# Task statement
The required output is the line that contains "like (154, 243)." plus every line after it in the listing below, copied exactly as it appears.

[Start of Supplied records]

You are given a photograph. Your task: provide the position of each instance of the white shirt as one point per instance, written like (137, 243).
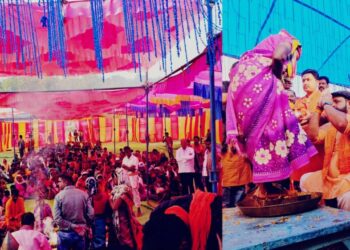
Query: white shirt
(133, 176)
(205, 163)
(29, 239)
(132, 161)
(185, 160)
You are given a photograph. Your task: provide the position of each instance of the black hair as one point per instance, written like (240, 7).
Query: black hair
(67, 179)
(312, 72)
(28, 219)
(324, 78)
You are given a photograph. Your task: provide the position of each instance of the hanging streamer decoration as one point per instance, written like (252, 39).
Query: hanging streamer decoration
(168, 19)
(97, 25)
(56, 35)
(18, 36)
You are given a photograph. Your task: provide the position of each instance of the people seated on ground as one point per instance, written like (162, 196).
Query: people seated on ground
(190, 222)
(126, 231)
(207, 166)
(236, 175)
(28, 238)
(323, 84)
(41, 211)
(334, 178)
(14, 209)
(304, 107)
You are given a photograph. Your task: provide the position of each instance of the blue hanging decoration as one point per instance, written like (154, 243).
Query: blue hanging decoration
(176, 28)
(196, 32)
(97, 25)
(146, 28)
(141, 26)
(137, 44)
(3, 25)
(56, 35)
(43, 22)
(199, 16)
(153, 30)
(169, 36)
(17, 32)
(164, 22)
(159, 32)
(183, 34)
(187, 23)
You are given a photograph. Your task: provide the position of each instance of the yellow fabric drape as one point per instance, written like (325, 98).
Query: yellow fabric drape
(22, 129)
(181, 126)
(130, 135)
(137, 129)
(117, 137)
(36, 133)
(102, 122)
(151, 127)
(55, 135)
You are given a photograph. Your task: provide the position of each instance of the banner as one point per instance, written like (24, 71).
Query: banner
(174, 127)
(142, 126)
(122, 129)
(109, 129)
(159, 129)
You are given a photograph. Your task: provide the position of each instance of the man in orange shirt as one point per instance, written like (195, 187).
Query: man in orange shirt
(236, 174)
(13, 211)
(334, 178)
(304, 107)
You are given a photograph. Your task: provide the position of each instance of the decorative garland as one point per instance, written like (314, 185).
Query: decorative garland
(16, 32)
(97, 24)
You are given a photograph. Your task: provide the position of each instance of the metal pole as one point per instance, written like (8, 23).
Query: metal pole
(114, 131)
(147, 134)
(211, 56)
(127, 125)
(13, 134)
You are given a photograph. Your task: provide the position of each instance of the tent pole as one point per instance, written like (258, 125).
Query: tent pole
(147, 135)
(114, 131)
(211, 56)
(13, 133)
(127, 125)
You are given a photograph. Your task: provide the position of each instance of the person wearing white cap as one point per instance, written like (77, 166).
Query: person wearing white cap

[End of Supplied records]

# Solution to this exercise
You are given a photograph. Your task: provide the position of each instance of the blue hanging decoration as one point per instance, written like (154, 243).
Query: blue hanging decoration
(176, 28)
(196, 32)
(97, 25)
(146, 28)
(141, 26)
(137, 44)
(3, 25)
(56, 35)
(43, 22)
(199, 16)
(153, 30)
(169, 36)
(17, 32)
(164, 22)
(159, 32)
(183, 34)
(187, 23)
You are given a photograph. Your task: provide the position of each instance of the yellow fabric drape as one point per instance, written like (325, 98).
Query: yellow fabric drape
(22, 129)
(181, 126)
(130, 135)
(137, 129)
(117, 137)
(36, 133)
(102, 122)
(151, 127)
(55, 135)
You are given a photograph. Your task: provide the position of each instance of the banner as one point per instance, written like (24, 71).
Query: banner
(174, 127)
(142, 126)
(122, 129)
(109, 129)
(159, 129)
You are given a photograph. Your task: provide the position of each instance of the man in orange shirt as one point per instance, written like (195, 187).
Query: man in orange shirt
(236, 174)
(13, 211)
(334, 178)
(304, 107)
You are given a photograph. Your task: provide the position of each instance of the decorative garland as one point per instance, written like (314, 185).
Query: decorative garland
(16, 32)
(97, 24)
You are given a photograph. Your task: provide the position of each instance of the metal pole as one point per instance, written like (8, 23).
Query: metal pole
(114, 131)
(147, 134)
(211, 56)
(127, 125)
(13, 134)
You are given a photograph. Your task: provide the position of each instance of the tent pole as one point per instance, written like (258, 125).
Query: tent pole
(147, 135)
(114, 131)
(211, 56)
(13, 133)
(127, 125)
You are given a photograph. Your task: provide the position of each instance of the person wearing white cap as one point per instance, written like (77, 166).
Query: person wearing white cap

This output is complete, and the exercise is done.